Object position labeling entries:
■ ■ ■ ■ ■

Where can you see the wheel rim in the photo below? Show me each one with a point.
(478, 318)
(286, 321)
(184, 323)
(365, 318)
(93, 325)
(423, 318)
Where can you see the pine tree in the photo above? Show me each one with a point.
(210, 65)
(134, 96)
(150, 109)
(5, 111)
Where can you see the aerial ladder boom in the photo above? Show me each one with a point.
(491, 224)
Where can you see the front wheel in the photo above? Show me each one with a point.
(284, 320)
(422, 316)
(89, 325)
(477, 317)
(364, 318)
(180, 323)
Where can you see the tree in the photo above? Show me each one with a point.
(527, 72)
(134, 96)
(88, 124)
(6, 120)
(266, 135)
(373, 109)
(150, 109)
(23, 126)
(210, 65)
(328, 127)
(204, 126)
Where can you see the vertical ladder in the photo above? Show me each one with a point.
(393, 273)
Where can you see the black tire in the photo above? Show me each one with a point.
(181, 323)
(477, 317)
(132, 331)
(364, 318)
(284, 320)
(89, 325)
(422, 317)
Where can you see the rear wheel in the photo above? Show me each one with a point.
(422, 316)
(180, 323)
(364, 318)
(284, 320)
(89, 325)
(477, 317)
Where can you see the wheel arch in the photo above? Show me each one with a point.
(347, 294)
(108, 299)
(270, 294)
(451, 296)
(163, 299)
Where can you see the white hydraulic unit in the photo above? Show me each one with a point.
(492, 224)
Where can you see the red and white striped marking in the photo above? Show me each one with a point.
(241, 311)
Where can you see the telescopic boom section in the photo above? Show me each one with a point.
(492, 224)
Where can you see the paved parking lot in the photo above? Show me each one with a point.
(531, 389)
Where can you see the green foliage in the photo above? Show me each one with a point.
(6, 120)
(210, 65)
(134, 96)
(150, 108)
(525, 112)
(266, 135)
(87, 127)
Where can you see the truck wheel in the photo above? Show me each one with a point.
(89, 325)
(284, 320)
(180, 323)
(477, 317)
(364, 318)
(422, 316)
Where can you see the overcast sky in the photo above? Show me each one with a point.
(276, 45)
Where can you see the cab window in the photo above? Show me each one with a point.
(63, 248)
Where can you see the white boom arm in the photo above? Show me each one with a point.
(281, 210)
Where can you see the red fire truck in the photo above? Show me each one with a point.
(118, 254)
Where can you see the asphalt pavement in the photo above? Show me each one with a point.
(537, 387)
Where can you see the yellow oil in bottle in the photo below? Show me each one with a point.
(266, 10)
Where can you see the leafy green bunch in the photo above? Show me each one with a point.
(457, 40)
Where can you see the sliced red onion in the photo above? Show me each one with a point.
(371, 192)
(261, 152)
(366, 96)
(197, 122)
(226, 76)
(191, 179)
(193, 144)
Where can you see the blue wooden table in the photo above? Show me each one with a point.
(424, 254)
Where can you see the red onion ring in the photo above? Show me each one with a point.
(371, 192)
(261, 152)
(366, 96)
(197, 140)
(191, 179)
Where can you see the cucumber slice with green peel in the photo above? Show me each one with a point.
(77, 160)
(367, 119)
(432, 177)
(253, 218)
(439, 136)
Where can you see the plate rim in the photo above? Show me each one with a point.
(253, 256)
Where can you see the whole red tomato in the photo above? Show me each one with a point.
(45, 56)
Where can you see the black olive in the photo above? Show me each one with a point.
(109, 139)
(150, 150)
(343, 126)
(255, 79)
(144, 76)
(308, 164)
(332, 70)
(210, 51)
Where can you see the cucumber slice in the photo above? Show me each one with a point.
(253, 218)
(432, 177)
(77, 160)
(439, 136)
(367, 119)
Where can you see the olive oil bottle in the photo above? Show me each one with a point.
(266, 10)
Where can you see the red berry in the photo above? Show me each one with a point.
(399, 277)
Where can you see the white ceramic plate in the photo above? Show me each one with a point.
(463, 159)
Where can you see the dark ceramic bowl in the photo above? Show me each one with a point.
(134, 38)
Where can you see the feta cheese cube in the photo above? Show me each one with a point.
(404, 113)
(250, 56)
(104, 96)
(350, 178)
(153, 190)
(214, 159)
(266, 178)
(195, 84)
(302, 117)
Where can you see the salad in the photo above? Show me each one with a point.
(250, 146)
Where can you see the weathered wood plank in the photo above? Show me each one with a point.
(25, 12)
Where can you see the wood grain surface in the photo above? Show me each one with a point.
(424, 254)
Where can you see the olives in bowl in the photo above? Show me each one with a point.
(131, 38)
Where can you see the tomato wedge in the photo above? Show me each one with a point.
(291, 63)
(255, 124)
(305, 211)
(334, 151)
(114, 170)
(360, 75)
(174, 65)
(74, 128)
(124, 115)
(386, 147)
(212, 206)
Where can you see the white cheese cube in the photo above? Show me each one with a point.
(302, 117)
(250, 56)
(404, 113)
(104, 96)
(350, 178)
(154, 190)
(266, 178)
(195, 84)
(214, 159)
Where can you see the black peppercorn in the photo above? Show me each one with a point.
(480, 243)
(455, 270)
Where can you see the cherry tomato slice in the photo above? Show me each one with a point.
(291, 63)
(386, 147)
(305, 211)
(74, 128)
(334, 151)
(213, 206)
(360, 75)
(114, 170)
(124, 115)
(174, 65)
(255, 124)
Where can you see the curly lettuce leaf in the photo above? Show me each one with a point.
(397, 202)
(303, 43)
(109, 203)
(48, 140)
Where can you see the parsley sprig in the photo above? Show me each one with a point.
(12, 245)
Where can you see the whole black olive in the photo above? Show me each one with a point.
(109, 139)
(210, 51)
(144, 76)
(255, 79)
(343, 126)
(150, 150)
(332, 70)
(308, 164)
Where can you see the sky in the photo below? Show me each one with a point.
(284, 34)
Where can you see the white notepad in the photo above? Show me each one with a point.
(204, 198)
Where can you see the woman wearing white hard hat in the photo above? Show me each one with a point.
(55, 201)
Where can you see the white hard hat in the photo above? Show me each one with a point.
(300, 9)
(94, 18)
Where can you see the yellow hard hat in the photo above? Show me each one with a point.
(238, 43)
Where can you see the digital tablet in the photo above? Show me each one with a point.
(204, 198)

■ ■ ■ ■ ■

Exercise brief: Render all of the data above as a Markdown table with two columns, Row and Line, giving each line its own sequential row number and omitting any blank lines.

The completed task:
| Row | Line |
|---|---|
| 1 | Where can you see the wheel rim in the photo below? Show me each one with a point. |
| 2 | (478, 318) |
| 3 | (286, 321) |
| 4 | (184, 323) |
| 5 | (365, 318) |
| 6 | (93, 325) |
| 7 | (423, 318) |
| 8 | Where can you see the pine tree in the photo above? Show me each one with a point. |
| 9 | (210, 65) |
| 10 | (134, 96) |
| 11 | (150, 109) |
| 12 | (5, 111) |
| 13 | Where can you see the aerial ladder boom in the photo above? Show me each one with a point. |
| 14 | (491, 224) |
| 15 | Where can you see the front wheel in the photo above? Show me each one with a point. |
| 16 | (284, 320) |
| 17 | (422, 316) |
| 18 | (89, 325) |
| 19 | (477, 317) |
| 20 | (364, 318) |
| 21 | (180, 323) |
| 22 | Where can you see the tree in the photo above? Show me each one with a point. |
| 23 | (527, 72) |
| 24 | (134, 96) |
| 25 | (88, 124) |
| 26 | (6, 120) |
| 27 | (266, 135) |
| 28 | (373, 109) |
| 29 | (150, 109) |
| 30 | (23, 126) |
| 31 | (210, 65) |
| 32 | (328, 127) |
| 33 | (204, 126) |
| 34 | Where can you see the vertical ladder in the photo above? Show me each one with a point. |
| 35 | (393, 273) |
| 36 | Where can you see the black tire in the photo above? Show me each one with a point. |
| 37 | (181, 323) |
| 38 | (477, 317) |
| 39 | (132, 331) |
| 40 | (364, 318) |
| 41 | (284, 320) |
| 42 | (89, 325) |
| 43 | (422, 317) |
| 44 | Where can you see the rear wheel in the photo above? Show me each one with a point. |
| 45 | (422, 316) |
| 46 | (180, 323) |
| 47 | (364, 318) |
| 48 | (284, 320) |
| 49 | (89, 325) |
| 50 | (477, 317) |
| 51 | Where can you see the wheel arch in the photo above? Show me each one with a point. |
| 52 | (347, 294) |
| 53 | (108, 299) |
| 54 | (270, 294) |
| 55 | (451, 296) |
| 56 | (163, 299) |
| 57 | Where can you see the white hydraulic unit in the photo above? Show me each one with a point. |
| 58 | (492, 224) |
| 59 | Where can you see the red and white striped marking in the photo above? Show me each one with a point. |
| 60 | (241, 311) |
| 61 | Where can you see the telescopic boom section in the photo above? Show me each one with a point. |
| 62 | (492, 224) |
| 63 | Where can you see the paved parking lot in the photo above? Show me each one with a point. |
| 64 | (531, 389) |
| 65 | Where can you see the green foliage in the photo above? Show me each one with a point. |
| 66 | (6, 120) |
| 67 | (210, 65) |
| 68 | (134, 96) |
| 69 | (150, 108) |
| 70 | (525, 112) |
| 71 | (266, 135) |
| 72 | (87, 127) |
| 73 | Where can you see the truck wheel in the photo above? Show me each one with a point. |
| 74 | (89, 325) |
| 75 | (284, 320) |
| 76 | (180, 323) |
| 77 | (477, 317) |
| 78 | (364, 318) |
| 79 | (422, 316) |
| 80 | Where can you see the overcast sky in the photo above? Show me each one with a point. |
| 81 | (276, 45) |
| 82 | Where can you see the cab window in the photo above? Show me each one with a point. |
| 83 | (63, 248) |
| 84 | Where can you see the white boom arm in the photo above? Show me each one with a point. |
| 85 | (281, 210) |
| 86 | Where can you see the red fire truck in the photo above? Show me each one with a point. |
| 87 | (118, 254) |
| 88 | Where can you see the asphalt pavement in the photo above? Show me each one with a point. |
| 89 | (537, 387) |
| 90 | Where can you see the yellow oil in bottle in the photo below? Show me each one with a point. |
| 91 | (266, 10) |
| 92 | Where can you see the leafy green bunch in the photo above? Show me each one with a point. |
| 93 | (457, 40) |
| 94 | Where can you see the sliced red onion in the photo above? Show me each one with a point. |
| 95 | (371, 192) |
| 96 | (261, 152) |
| 97 | (366, 96) |
| 98 | (197, 122) |
| 99 | (226, 76) |
| 100 | (191, 179) |
| 101 | (193, 144) |
| 102 | Where can you see the blue wooden table in the photo above? Show me each one with a point. |
| 103 | (424, 254) |
| 104 | Where can you see the red onion ring in the photo above? Show me each one with a point. |
| 105 | (371, 192) |
| 106 | (261, 152) |
| 107 | (366, 96) |
| 108 | (197, 140) |
| 109 | (191, 179) |
| 110 | Where can you see the cucumber slice with green peel in the photo above? Show me each one with a point. |
| 111 | (77, 160) |
| 112 | (367, 119) |
| 113 | (432, 177) |
| 114 | (253, 218) |
| 115 | (439, 136) |
| 116 | Where can you see the plate rim in the photo above? Show me each one with a point. |
| 117 | (253, 256) |
| 118 | Where can you see the whole red tomato in the photo above? Show me each one with a point. |
| 119 | (45, 56) |
| 120 | Where can you see the black olive in the photo above? Show me each one with a point. |
| 121 | (109, 139) |
| 122 | (150, 150) |
| 123 | (343, 126) |
| 124 | (255, 79) |
| 125 | (144, 76) |
| 126 | (308, 164) |
| 127 | (332, 70) |
| 128 | (210, 51) |
| 129 | Where can you see the cucumber slice in the photo above? Show me each one with a point. |
| 130 | (253, 218) |
| 131 | (432, 177) |
| 132 | (77, 160) |
| 133 | (439, 136) |
| 134 | (367, 119) |
| 135 | Where can you see the olive oil bottle in the photo above? Show me each one with a point. |
| 136 | (266, 10) |
| 137 | Where can you see the red berry in the photo above? Show me each one with a point. |
| 138 | (399, 277) |
| 139 | Where can you see the white ceramic plate in the photo above? Show me each one with a point. |
| 140 | (463, 159) |
| 141 | Where can you see the dark ceramic bowl in the photo above? Show me each one with a point. |
| 142 | (134, 38) |
| 143 | Where can you see the feta cheese cube in the photo above? Show me each one with a point. |
| 144 | (404, 113) |
| 145 | (250, 56) |
| 146 | (104, 96) |
| 147 | (350, 178) |
| 148 | (153, 190) |
| 149 | (214, 159) |
| 150 | (266, 178) |
| 151 | (195, 84) |
| 152 | (302, 117) |
| 153 | Where can you see the salad in the photo above? Show me each one with a point. |
| 154 | (250, 146) |
| 155 | Where can you see the weathered wood plank in the photo above? Show me each one with a point. |
| 156 | (25, 12) |
| 157 | Where can you see the wood grain surface in the photo above? Show me each one with a point. |
| 158 | (424, 254) |
| 159 | Where can you see the olives in bowl in the photo above? Show me each one with a point. |
| 160 | (131, 38) |
| 161 | Where can you see the tomato wedge in the photo above? Show me each one with a point. |
| 162 | (291, 63) |
| 163 | (255, 124) |
| 164 | (305, 211) |
| 165 | (334, 151) |
| 166 | (114, 170) |
| 167 | (360, 75) |
| 168 | (174, 65) |
| 169 | (74, 128) |
| 170 | (124, 115) |
| 171 | (386, 147) |
| 172 | (212, 206) |
| 173 | Where can you see the white cheese cube in the photo above? Show me each one with a point. |
| 174 | (302, 117) |
| 175 | (250, 56) |
| 176 | (404, 113) |
| 177 | (104, 96) |
| 178 | (350, 178) |
| 179 | (154, 190) |
| 180 | (266, 178) |
| 181 | (195, 84) |
| 182 | (214, 159) |
| 183 | Where can you see the black peppercorn in the photo above? Show me each one with a point. |
| 184 | (480, 243) |
| 185 | (455, 270) |
| 186 | Where can you see the cherry tomato slice in the photo above? Show me each one with a point. |
| 187 | (291, 63) |
| 188 | (386, 147) |
| 189 | (305, 211) |
| 190 | (74, 128) |
| 191 | (334, 151) |
| 192 | (213, 206) |
| 193 | (360, 75) |
| 194 | (114, 170) |
| 195 | (124, 115) |
| 196 | (174, 65) |
| 197 | (255, 124) |
| 198 | Where can you see the curly lettuce leaf in the photo above? Show me each one with a point. |
| 199 | (397, 202) |
| 200 | (303, 43) |
| 201 | (109, 203) |
| 202 | (48, 140) |
| 203 | Where can you see the parsley sprig in the photo above? Show me each one with a point. |
| 204 | (12, 245) |
| 205 | Where can you see the whole black olive in the photo above? Show me each one with a point. |
| 206 | (109, 139) |
| 207 | (210, 51) |
| 208 | (144, 76) |
| 209 | (255, 79) |
| 210 | (343, 126) |
| 211 | (150, 150) |
| 212 | (332, 70) |
| 213 | (308, 164) |
| 214 | Where can you see the sky in the photo below? Show me each one with a point. |
| 215 | (284, 34) |
| 216 | Where can you see the white notepad in the photo above? Show me each one with a point. |
| 217 | (204, 198) |
| 218 | Where can you see the woman wearing white hard hat in the photo above? Show me each one with a point. |
| 219 | (55, 201) |
| 220 | Where can you see the white hard hat in the photo above? Show me each one with a point. |
| 221 | (300, 9) |
| 222 | (94, 18) |
| 223 | Where can you see the yellow hard hat in the photo above? Show me each one with a point. |
| 224 | (238, 43) |
| 225 | Where can you see the digital tablet in the photo above? Show me each one with a point. |
| 226 | (204, 198) |